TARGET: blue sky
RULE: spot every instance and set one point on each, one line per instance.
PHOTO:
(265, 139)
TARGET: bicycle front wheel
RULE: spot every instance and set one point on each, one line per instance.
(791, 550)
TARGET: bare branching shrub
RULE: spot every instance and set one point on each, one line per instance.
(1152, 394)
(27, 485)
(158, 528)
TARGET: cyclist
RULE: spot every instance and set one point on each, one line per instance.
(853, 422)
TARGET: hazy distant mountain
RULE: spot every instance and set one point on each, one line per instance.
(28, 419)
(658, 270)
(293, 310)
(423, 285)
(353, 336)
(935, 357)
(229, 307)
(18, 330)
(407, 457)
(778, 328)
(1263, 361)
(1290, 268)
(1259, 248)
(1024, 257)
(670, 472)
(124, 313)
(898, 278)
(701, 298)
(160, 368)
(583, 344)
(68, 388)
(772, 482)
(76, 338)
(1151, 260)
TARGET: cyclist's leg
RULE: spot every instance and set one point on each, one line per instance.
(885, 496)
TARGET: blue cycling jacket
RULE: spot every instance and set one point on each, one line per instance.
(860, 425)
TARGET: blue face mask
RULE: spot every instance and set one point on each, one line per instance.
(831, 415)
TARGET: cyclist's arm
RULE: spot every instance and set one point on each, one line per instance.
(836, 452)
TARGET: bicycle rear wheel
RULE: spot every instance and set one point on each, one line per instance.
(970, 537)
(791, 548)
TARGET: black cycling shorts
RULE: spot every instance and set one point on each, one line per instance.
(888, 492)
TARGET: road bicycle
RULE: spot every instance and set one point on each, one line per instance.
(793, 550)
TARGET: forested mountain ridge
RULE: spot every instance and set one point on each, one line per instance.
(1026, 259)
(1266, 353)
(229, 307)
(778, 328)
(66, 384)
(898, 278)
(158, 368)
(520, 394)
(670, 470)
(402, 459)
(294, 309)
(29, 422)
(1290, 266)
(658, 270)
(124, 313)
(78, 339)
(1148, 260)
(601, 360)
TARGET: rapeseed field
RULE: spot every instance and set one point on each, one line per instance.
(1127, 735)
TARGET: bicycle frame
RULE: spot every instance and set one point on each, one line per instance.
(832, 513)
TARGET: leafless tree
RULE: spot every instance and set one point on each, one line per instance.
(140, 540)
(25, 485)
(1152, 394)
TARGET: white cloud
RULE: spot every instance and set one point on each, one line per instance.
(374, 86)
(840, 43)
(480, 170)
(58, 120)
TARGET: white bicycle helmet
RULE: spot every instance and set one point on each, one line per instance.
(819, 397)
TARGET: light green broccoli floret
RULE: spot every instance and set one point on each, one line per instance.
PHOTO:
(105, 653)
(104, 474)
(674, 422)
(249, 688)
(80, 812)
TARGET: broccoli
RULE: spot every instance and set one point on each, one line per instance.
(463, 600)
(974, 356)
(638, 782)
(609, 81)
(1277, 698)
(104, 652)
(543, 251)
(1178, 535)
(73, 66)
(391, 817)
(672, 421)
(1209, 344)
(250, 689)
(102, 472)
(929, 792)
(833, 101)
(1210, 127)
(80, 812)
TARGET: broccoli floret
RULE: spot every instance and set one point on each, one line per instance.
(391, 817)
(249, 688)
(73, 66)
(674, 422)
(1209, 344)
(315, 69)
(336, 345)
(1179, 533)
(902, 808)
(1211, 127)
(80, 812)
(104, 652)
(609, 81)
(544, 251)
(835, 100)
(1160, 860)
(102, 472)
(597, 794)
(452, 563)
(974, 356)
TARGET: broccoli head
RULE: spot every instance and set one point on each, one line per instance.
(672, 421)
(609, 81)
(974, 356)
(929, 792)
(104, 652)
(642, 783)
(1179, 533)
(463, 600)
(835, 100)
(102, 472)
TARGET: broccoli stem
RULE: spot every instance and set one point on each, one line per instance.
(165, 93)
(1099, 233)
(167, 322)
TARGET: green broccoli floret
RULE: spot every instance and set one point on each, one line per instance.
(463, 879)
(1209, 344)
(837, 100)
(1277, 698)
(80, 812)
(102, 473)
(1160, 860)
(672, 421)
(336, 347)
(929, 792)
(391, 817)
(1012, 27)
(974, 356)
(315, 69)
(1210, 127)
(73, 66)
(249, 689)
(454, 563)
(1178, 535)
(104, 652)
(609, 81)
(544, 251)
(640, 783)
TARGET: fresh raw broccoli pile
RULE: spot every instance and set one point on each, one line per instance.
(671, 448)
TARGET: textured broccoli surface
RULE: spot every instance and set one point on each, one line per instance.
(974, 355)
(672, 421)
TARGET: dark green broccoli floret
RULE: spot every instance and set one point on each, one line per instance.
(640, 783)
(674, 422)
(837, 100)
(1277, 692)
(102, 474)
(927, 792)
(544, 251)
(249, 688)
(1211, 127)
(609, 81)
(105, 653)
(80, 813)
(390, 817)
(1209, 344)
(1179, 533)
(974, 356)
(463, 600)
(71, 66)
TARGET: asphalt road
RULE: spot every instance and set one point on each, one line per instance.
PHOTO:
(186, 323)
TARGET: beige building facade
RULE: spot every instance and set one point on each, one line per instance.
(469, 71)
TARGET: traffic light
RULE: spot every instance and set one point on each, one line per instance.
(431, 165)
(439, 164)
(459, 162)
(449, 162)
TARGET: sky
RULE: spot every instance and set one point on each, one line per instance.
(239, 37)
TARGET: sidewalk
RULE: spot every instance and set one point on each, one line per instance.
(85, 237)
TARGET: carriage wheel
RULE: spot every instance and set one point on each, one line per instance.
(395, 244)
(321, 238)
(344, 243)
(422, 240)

+ + +

* Problem details
Apply a filter to the listing above so that only lines with "broccoli" are kept, and copy those lines.

* Exercise result
TARGET: light green broccoli floret
TARGET: broccoli
TARGET: broccoli floret
TARGET: broccoli head
TARGET: broccoli stem
TARGET: green broccoli floret
TARGET: fresh raw broccoli pile
TARGET: textured broccoli surface
TARGET: dark green broccoli floret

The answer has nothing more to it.